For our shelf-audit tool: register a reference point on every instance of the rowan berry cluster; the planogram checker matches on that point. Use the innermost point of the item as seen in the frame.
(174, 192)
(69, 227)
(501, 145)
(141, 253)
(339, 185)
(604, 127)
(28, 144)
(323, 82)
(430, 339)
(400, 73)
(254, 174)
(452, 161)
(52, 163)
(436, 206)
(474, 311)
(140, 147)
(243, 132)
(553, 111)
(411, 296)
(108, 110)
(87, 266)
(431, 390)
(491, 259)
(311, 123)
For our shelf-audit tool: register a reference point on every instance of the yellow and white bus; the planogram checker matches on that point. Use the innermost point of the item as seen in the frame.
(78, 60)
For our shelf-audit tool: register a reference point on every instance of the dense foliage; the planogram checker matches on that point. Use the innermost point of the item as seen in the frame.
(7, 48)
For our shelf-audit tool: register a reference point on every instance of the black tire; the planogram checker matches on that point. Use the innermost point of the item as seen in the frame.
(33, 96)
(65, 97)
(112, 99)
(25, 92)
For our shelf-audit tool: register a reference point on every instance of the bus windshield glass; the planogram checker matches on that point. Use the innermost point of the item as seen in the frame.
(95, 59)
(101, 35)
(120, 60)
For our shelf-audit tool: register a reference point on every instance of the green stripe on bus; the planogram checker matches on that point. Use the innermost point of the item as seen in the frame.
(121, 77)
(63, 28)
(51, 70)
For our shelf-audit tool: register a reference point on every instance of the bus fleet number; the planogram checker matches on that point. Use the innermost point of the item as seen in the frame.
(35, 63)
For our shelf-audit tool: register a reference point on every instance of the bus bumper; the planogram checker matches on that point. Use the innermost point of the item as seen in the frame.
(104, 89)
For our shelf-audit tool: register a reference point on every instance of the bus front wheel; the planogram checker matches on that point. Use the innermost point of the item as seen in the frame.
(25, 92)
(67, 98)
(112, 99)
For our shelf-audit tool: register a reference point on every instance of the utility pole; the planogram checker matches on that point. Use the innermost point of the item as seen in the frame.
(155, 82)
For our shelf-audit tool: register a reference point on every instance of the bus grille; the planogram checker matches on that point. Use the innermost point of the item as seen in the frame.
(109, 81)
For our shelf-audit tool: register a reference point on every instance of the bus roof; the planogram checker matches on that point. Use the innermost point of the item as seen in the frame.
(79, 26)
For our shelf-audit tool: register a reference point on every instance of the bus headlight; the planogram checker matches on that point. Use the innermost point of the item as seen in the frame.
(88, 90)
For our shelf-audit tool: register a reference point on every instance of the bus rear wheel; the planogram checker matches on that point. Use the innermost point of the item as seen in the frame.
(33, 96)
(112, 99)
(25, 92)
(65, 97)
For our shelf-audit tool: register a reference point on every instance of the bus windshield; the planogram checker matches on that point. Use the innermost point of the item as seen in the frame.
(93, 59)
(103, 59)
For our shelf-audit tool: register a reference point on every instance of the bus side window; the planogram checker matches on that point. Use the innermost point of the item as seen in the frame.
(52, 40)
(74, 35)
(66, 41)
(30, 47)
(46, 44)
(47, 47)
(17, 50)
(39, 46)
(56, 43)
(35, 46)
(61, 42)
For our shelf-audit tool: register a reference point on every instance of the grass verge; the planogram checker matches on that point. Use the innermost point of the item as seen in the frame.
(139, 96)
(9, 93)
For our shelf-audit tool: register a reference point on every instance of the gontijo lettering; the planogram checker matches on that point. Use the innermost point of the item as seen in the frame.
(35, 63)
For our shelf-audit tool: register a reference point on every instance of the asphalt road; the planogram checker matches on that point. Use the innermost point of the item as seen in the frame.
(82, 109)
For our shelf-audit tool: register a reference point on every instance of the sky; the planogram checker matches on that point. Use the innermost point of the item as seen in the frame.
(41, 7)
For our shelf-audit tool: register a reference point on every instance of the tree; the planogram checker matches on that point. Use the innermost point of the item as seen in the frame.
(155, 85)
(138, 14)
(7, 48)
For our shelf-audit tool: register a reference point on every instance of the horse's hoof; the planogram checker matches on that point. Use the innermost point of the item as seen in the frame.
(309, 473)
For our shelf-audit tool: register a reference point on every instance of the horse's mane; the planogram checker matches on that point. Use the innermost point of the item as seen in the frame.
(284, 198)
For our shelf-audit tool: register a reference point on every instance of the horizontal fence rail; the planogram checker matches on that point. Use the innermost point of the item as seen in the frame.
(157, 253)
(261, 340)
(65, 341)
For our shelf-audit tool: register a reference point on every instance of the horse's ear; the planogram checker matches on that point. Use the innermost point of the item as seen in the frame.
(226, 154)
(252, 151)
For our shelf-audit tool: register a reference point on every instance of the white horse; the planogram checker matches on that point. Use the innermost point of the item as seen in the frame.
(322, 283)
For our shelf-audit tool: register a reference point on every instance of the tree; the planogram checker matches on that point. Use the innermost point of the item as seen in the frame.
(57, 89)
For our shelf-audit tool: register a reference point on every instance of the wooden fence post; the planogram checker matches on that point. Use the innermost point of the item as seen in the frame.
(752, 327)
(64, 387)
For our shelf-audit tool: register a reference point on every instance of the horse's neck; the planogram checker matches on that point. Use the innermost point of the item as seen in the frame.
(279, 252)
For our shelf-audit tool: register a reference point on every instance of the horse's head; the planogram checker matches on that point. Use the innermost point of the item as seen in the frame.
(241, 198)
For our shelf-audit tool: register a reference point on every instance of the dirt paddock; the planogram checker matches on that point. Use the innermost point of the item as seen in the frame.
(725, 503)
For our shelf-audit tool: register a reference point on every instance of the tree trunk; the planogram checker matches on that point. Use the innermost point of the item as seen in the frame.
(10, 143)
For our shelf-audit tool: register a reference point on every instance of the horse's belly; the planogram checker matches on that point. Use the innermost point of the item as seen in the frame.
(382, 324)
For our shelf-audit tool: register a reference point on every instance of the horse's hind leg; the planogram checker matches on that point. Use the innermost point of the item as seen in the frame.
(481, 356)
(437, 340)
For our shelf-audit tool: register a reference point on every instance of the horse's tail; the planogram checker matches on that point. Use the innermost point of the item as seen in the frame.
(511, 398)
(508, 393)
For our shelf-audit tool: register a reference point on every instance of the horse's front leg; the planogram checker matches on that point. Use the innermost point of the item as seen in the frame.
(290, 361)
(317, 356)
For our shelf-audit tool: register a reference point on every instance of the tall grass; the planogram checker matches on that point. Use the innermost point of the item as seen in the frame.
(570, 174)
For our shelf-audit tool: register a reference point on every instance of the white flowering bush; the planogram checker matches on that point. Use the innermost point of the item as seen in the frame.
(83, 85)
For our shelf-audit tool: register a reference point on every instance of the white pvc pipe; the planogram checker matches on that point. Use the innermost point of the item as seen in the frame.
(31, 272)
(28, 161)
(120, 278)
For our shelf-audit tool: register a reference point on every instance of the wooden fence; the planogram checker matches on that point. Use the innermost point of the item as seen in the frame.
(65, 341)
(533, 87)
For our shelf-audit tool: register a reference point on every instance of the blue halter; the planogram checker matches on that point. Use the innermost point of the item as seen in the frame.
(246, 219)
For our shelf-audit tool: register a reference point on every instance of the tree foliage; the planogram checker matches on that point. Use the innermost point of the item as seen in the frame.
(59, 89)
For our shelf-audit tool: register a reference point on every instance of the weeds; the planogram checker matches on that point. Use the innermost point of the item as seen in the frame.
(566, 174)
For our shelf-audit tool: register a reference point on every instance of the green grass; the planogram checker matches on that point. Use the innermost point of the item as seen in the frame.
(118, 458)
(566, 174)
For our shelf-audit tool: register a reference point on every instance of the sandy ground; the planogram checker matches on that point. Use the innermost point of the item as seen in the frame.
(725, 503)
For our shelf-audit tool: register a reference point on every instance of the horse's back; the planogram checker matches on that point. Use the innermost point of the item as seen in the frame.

* **TASK REQUIREMENTS**
Restate the whole listing exactly, leaving out nothing.

* **THE SOLUTION**
For our shelf-audit tool: register a reference point on every instance of the rowan berry cluster; the planogram checker matches on that point. Use the innermost point of the item as seen in the frame.
(174, 192)
(69, 227)
(501, 145)
(141, 253)
(339, 185)
(604, 127)
(28, 144)
(323, 82)
(430, 339)
(400, 73)
(254, 174)
(452, 161)
(52, 163)
(436, 206)
(474, 311)
(140, 147)
(243, 132)
(553, 111)
(411, 296)
(108, 110)
(87, 266)
(431, 390)
(491, 259)
(311, 123)
For our shelf-audit tool: register a reference point on every instance of the yellow and white bus; the planogram checker matches on that point. Use the innermost point of the item as seen in the frame.
(78, 60)
For our shelf-audit tool: register a reference point on every instance of the dense foliage; the planogram checker matches on that point. Use the innermost point of the item as seen in the frame.
(7, 48)
For our shelf-audit tool: register a reference point on every instance of the black tire; the planogram checker matches on that point. Use the innermost point of the item as seen in the frame.
(33, 96)
(65, 97)
(112, 99)
(25, 92)
For our shelf-audit tool: register a reference point on every instance of the bus windshield glass; the planogram checker matches on that point. Use the innermost point of the item as seen in the frame.
(95, 59)
(101, 35)
(120, 60)
For our shelf-audit tool: register a reference point on every instance of the green stripe on bus; the planogram checker matches on that point. Use the innermost point of the item as seen in the frame.
(121, 77)
(63, 28)
(51, 70)
For our shelf-audit tool: register a reference point on every instance of the bus fleet number; the planogram checker matches on that point. Use the innermost point of the item as seen in the frame.
(35, 63)
For our shelf-audit tool: register a reference point on every instance of the bus bumper; the planogram checker matches on that point. Use the innermost point of the item as seen in the frame.
(104, 89)
For our shelf-audit tool: register a reference point on every instance of the bus front wheel; the planogram checker matches on that point. Use the innermost point of the item as seen in the frame.
(25, 92)
(67, 98)
(112, 99)
For our shelf-audit tool: register a reference point on every instance of the utility pole; the planogram checker matches on that point. Use the innermost point of the item as seen in the frame.
(155, 82)
For our shelf-audit tool: register a reference point on every instance of the bus grille; the planogram checker matches on that point. Use the innermost point of the item as seen in the frame.
(109, 81)
For our shelf-audit tool: register a reference point on every instance of the bus roof; the planogram checker matches on that point. Use the innermost point of the item as seen in the frame.
(79, 26)
For our shelf-audit tool: register a reference point on every instance of the bus headlight; the planogram checker matches on that point. Use the innermost point of the item as seen in the frame.
(88, 90)
For our shelf-audit tool: register a reference point on every instance of the bus rear wheel; the planogram checker matches on that point. Use the innermost point of the item as seen in the frame.
(33, 96)
(112, 99)
(25, 92)
(65, 97)
For our shelf-audit tool: register a reference point on every instance of the bus windshield; the planogram checker matches on that point. Use the innermost point of the item as seen in the frame.
(93, 59)
(103, 59)
For our shelf-audit tool: register a reference point on every instance of the bus side window; the planogram checker matches on that point. Use the innermost point of the item as seen in the frame.
(52, 40)
(74, 35)
(66, 41)
(30, 47)
(46, 44)
(47, 47)
(17, 50)
(39, 46)
(56, 43)
(35, 46)
(61, 42)
For our shelf-audit tool: register a reference point on every instance of the grass verge; the planogram checker matches on that point. Use the innermost point of the item as seen in the frame.
(139, 96)
(9, 93)
For our shelf-audit tool: register a reference point on every instance of the gontijo lettering; the planogram checker matches on that point. Use the innermost point of the item as seen in the frame.
(35, 63)
For our shelf-audit tool: register a reference point on every instance of the asphalt road; the planogram checker matches on that point. Use the innermost point of the item as seen in the frame.
(82, 109)
For our shelf-audit tool: register a reference point on every instance of the sky; the planogram checker matches on that point. Use the innermost point of the item as seen in the frame.
(41, 7)
For our shelf-audit tool: register a reference point on every instance of the tree; the planogram checker matches on that point. Use the innermost point of the item as seen in the frame.
(155, 85)
(138, 14)
(7, 48)
For our shelf-audit tool: register a reference point on every instance of the horse's hoof; the planogram checker matches on that point. Use the innermost point of the item as seen in the frame.
(309, 473)
For our shelf-audit tool: register a reference point on every instance of the horse's mane; the planogram checker matches on that point. Use the innermost point of the item as seen in the frame.
(284, 198)
For our shelf-audit tool: register a reference point on every instance of the horizontal fence rail; the planogram checker matches on that point. Use the innermost point of the item as seen in the frame.
(157, 253)
(261, 340)
(65, 341)
For our shelf-audit tool: register a reference point on every instance of the horse's ear; the planogram checker matches on that point. Use the innermost point of the item as seen in the frame.
(226, 154)
(252, 151)
For our shelf-audit tool: register a reference point on every instance of the white horse; the planogram checker matches on that point. Use the innermost point of the item as seen in the frame.
(322, 283)
For our shelf-audit tool: register a reference point on every instance of the tree; the planogram checker matches on that point. Use the innermost point of the item as seen in the frame.
(57, 89)
For our shelf-audit tool: register a reference point on every instance of the wooden fence post; the planogram checker matches on that point. Use the innermost point of the item as seen in the frame.
(752, 327)
(64, 387)
For our shelf-audit tool: register a reference point on every instance of the horse's neck; the planogram checker matches on that point. Use the innermost point of the item as seen in the frame.
(279, 252)
For our shelf-audit tool: register a reference point on every instance of the horse's head; the planogram checker matches on that point. Use the innermost point of the item as seen in the frame.
(241, 198)
For our shelf-audit tool: register a reference point on every instance of the dirt paddock; the planogram checker matches on that point. Use the innermost point of the item as seen in the frame.
(725, 503)
For our shelf-audit tool: register a reference point on every instance of the tree trunk; the planogram checker matches on that point. Use the innermost point of the item as seen in the frame.
(10, 143)
For our shelf-audit tool: register a reference point on every instance of the horse's belly; the planogram checker matches on that point. Use the innermost point of the item as seen in the frame.
(382, 324)
For our shelf-audit tool: register a reference point on every instance of the horse's hind leg; the planogram checker matches on that point. Use the innermost point of the item as seen in the frame.
(481, 356)
(437, 340)
For our shelf-audit tool: register a reference point on every instance of the horse's tail; the planogram checker matches on that point. Use the innermost point of the item as seen in the frame.
(511, 398)
(508, 393)
For our shelf-audit tool: register a reference point on every instance of the horse's front leg; the planogram checker matches on that point. Use the innermost point of the item as seen in the frame.
(290, 361)
(317, 356)
For our shelf-audit tool: register a reference point on every instance of the tall grass; the planogram checker matches on that point. Use the innermost point of the item as seen in the frame.
(570, 174)
For our shelf-audit tool: register a reference point on every instance of the white flowering bush; the planogram checker matches on that point. Use the innermost point of the item as seen in the frame.
(83, 85)
For our shelf-audit tool: register a reference point on every instance of the white pvc pipe; the planogram checker matches on that point. Use the innermost point of the item as seen in the frame.
(31, 272)
(28, 161)
(120, 278)
For our shelf-audit tool: register a reference point on every instance of the wooden fence; the planogram checker matches on that point. Use the innermost point of the item as seen in the frame.
(65, 341)
(533, 87)
For our shelf-audit tool: register a reference point on every instance of the blue halter; the planogram checker matches on that point. Use the innermost point of the item as seen in the frame.
(246, 219)
For our shelf-audit tool: register a reference point on every instance of the tree foliage; the planogram checker matches on that point. Use the innermost point of the item as seen in the frame.
(59, 89)
For our shelf-audit tool: register a reference point on every instance of the weeds; the planogram checker matches on that point. Use the innermost point of the item as seen in the frame.
(566, 174)
For our shelf-audit tool: register a reference point on every instance of the green grass; the planogram checker matches on that point. Use the innermost point of the item as seen in the frame.
(118, 458)
(566, 174)
For our shelf-audit tool: register a reference point on every instance of the sandy ground; the planogram checker matches on that point. Use the innermost point of the item as seen in the frame.
(725, 503)
For our shelf-audit tool: register a reference point on every instance of the horse's back; the planogram checker matches on that point. Use the innermost point of the item as seen in the frame.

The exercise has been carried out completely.